Work to complete:
Pull out each line below that contains the word "napkin" and copy it.

## START Given records

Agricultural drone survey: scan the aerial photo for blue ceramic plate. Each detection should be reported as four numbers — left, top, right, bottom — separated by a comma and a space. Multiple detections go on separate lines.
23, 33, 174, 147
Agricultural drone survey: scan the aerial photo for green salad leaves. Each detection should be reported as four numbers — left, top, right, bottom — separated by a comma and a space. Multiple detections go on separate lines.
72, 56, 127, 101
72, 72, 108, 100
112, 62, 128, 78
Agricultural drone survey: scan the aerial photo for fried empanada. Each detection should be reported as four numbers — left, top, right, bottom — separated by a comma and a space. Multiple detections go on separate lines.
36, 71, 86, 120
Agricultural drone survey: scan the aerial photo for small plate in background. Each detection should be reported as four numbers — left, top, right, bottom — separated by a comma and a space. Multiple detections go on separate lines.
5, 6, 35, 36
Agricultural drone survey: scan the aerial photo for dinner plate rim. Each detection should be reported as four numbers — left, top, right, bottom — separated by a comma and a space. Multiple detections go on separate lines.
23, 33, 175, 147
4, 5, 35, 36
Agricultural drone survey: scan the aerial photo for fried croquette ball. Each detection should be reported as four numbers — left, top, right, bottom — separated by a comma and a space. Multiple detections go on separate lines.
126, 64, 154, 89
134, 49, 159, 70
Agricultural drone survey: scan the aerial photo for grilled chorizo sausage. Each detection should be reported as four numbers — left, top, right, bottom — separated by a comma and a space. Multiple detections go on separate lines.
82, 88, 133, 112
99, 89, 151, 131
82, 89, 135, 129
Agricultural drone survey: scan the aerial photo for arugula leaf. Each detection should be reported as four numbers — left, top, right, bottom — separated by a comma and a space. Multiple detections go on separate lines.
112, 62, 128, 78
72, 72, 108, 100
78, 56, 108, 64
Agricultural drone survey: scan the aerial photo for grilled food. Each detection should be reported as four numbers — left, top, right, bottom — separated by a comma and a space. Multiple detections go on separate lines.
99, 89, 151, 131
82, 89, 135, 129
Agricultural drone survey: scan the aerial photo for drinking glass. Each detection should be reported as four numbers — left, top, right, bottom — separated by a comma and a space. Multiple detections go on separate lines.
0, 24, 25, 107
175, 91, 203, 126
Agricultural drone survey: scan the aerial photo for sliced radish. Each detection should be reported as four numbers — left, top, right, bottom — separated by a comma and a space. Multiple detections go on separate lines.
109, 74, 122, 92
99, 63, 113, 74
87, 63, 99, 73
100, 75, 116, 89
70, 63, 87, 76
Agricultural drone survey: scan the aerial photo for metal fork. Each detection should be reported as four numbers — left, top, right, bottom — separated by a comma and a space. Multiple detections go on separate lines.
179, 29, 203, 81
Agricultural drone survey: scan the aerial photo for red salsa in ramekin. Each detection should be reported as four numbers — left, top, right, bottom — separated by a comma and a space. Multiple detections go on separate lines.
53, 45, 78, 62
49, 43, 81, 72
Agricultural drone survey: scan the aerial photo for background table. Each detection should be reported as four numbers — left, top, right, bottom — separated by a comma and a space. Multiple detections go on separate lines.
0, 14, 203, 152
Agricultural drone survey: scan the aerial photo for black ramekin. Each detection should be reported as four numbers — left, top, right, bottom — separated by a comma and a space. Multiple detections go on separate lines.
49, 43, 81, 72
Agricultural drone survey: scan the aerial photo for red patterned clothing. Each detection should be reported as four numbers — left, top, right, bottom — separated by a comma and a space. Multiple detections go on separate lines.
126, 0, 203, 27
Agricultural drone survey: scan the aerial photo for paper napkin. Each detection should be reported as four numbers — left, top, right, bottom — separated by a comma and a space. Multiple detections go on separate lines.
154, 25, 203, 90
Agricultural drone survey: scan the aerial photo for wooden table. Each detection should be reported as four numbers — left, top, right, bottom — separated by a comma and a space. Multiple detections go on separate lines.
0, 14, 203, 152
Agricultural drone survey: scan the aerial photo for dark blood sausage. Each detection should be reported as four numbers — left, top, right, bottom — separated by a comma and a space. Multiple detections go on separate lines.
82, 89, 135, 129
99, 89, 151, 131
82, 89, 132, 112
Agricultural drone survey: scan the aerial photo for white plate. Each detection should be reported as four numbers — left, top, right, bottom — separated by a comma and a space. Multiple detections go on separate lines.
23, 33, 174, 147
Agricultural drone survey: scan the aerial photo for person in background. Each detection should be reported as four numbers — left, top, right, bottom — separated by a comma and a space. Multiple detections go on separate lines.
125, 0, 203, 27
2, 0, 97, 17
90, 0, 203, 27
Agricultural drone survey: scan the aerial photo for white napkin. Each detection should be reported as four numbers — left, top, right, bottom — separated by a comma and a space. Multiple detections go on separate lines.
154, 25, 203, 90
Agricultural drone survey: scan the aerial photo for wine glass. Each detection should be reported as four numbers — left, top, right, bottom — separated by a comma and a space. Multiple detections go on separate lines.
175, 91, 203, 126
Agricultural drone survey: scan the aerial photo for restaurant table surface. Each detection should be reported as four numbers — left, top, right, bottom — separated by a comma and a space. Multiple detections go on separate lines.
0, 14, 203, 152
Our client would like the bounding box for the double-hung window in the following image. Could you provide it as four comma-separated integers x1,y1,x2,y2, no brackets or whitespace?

## END Given records

The completed task:
Agricultural drone survey: scan the aerial photo for paper napkin. Each detection should be reported as four numbers — left, top, right, bottom — separated by a comma and a space. Multiple detections go on separate lines.
Agricultural drone survey: scan the aerial photo for white napkin. Each detection should be reported as four numbers — left, top, right, bottom — separated by a comma and a space. Multiple detections go on separate lines.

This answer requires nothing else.